- [TO DO] Once the line with "Teacher note: locate the knife" is found in the data, output it and each following line exactly, up to and including the line with "Teacher note: locate the silver knife", and nothing before or after.
----------------------------------------
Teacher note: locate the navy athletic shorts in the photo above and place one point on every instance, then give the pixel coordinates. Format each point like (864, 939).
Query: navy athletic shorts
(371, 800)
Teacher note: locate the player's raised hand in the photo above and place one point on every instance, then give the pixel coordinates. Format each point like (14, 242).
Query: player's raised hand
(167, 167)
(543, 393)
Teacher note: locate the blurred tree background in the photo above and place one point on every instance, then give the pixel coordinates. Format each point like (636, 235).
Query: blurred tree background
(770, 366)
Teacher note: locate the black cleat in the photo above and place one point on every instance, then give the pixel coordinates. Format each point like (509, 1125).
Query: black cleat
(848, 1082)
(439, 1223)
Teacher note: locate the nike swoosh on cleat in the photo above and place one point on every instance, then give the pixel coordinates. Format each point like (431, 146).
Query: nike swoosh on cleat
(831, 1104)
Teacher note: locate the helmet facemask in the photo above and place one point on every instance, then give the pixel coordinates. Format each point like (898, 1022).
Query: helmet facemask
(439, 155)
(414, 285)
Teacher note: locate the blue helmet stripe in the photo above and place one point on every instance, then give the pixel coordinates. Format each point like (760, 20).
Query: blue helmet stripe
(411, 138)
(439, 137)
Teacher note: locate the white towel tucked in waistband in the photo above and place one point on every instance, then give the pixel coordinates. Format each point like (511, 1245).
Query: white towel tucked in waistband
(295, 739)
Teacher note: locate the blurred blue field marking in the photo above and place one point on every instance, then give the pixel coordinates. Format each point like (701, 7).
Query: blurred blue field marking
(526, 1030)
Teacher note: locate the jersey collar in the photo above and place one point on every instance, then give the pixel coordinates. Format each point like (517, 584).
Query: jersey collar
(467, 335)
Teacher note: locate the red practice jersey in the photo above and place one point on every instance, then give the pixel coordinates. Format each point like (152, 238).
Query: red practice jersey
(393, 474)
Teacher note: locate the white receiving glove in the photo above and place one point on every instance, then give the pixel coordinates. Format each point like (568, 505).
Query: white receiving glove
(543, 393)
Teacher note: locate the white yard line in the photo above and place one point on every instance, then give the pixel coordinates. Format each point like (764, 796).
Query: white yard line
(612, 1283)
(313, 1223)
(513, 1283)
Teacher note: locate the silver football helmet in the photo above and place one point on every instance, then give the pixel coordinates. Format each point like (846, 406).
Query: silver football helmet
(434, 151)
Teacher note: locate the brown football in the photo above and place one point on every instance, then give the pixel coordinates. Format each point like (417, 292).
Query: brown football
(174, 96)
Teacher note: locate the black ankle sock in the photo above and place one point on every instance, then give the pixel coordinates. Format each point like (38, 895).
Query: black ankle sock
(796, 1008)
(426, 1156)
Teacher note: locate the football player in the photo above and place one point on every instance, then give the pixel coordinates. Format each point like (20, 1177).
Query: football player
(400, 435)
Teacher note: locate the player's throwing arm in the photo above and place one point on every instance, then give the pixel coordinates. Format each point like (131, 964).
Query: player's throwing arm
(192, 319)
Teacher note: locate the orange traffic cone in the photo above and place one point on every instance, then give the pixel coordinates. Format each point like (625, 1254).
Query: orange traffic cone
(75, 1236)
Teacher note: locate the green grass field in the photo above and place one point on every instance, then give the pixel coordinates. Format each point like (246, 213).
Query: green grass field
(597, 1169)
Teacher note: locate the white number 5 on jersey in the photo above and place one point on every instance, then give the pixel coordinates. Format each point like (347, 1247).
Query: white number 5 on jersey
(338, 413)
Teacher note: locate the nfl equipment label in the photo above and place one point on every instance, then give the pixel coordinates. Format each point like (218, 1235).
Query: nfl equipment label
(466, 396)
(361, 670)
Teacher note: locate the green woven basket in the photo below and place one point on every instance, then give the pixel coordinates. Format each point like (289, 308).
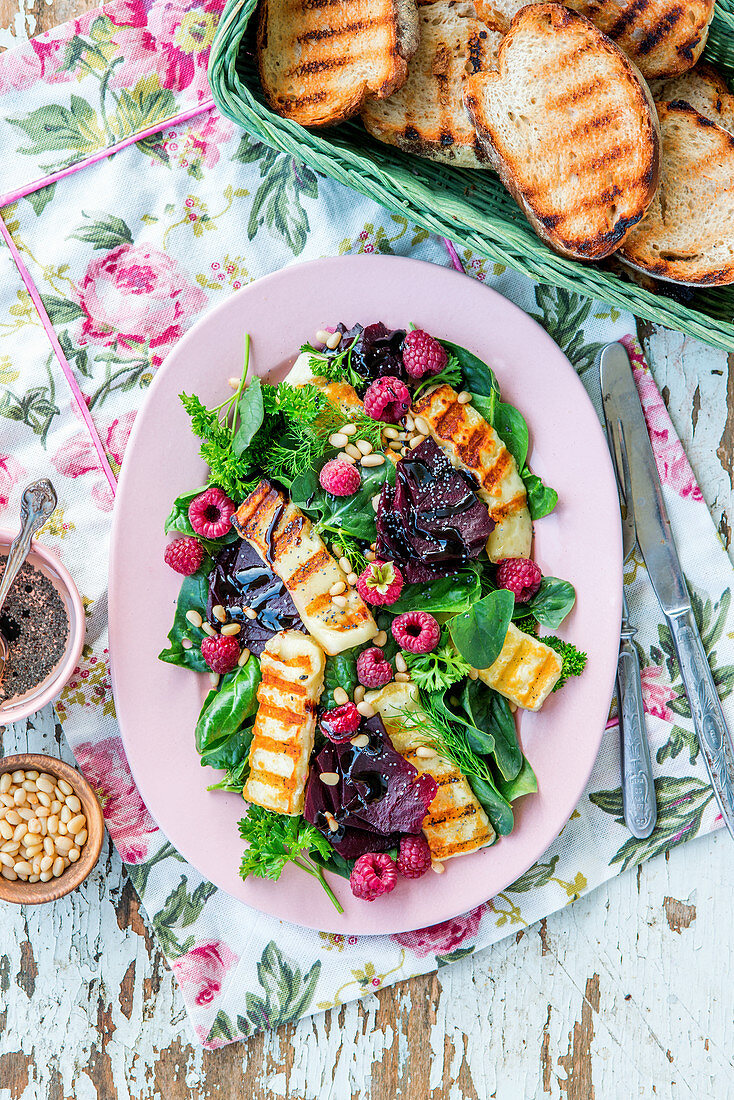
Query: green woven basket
(471, 208)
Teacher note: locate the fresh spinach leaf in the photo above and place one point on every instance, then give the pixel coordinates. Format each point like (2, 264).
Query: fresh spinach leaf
(193, 596)
(455, 593)
(489, 711)
(478, 376)
(251, 411)
(540, 498)
(340, 671)
(479, 634)
(523, 783)
(550, 604)
(227, 706)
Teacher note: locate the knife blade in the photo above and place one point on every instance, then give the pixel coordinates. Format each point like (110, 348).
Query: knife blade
(658, 549)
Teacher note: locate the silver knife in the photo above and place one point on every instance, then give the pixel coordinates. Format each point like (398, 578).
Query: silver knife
(658, 549)
(638, 802)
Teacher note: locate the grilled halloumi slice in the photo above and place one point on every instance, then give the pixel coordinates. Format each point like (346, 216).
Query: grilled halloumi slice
(292, 668)
(456, 823)
(526, 670)
(471, 443)
(286, 540)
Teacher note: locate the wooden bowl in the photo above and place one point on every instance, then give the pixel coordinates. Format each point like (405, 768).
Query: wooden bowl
(34, 893)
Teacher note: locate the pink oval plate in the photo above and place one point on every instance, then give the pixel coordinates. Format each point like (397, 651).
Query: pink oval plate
(157, 704)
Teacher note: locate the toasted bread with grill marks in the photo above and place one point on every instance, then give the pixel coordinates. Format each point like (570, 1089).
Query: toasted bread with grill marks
(571, 129)
(688, 233)
(427, 116)
(318, 59)
(704, 89)
(663, 37)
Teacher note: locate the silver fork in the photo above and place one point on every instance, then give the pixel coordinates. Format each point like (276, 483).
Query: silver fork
(637, 782)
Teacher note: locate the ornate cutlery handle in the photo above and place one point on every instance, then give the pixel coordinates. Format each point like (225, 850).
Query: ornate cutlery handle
(638, 800)
(709, 722)
(37, 503)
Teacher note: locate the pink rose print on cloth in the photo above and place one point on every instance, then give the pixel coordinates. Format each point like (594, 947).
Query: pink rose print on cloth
(441, 938)
(135, 294)
(674, 468)
(656, 695)
(106, 767)
(78, 455)
(201, 971)
(11, 472)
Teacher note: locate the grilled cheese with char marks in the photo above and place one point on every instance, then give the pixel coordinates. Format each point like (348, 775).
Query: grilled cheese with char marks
(285, 539)
(456, 823)
(292, 668)
(471, 443)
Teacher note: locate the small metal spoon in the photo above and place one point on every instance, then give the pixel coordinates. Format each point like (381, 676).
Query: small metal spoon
(37, 504)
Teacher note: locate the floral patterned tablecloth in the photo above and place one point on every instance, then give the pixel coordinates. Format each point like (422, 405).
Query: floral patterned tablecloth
(129, 207)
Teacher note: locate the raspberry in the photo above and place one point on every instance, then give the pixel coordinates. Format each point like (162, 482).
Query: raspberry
(184, 554)
(380, 583)
(341, 723)
(519, 575)
(414, 857)
(220, 652)
(339, 477)
(387, 399)
(417, 631)
(372, 876)
(423, 355)
(210, 513)
(373, 669)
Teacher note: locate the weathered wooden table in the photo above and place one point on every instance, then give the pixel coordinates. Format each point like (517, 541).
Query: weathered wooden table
(627, 992)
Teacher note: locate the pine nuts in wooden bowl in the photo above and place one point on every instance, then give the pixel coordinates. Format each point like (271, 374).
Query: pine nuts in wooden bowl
(51, 828)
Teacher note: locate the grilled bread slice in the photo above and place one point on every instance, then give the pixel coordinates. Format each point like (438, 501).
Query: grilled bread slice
(456, 823)
(663, 37)
(703, 89)
(471, 443)
(688, 233)
(525, 672)
(427, 114)
(292, 668)
(318, 59)
(571, 129)
(286, 540)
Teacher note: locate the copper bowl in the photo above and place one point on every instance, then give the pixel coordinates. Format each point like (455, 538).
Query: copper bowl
(34, 893)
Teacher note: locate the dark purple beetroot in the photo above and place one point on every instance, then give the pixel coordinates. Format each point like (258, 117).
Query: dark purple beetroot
(376, 351)
(241, 579)
(380, 796)
(433, 520)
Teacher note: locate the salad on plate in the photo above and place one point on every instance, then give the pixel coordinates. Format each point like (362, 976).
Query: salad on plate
(360, 587)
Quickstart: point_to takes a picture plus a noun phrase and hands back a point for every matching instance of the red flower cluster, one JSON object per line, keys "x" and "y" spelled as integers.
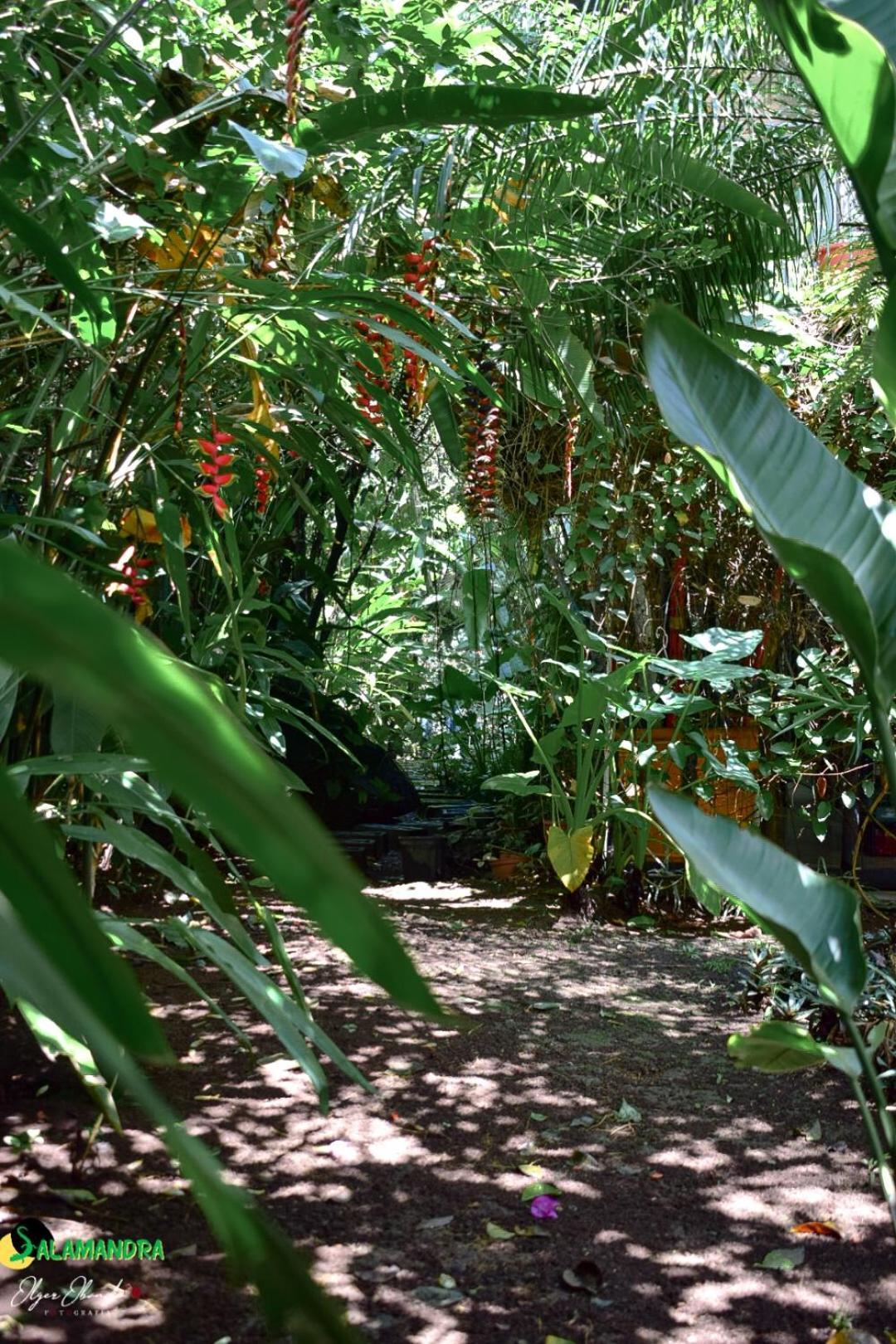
{"x": 481, "y": 433}
{"x": 215, "y": 468}
{"x": 568, "y": 449}
{"x": 419, "y": 275}
{"x": 384, "y": 351}
{"x": 264, "y": 477}
{"x": 134, "y": 577}
{"x": 296, "y": 24}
----------------------------------------
- [SOLVED PROBLEM]
Teacher note: locate the knife blade in the photo above and place one point on every instance, then give the pixel coordinates. Format each point like (110, 348).
Query: knife blade
(658, 549)
Teacher note: locate the silver knife in the photo above and place one point on every instance, then give the pixel coordinates. Format each point like (398, 578).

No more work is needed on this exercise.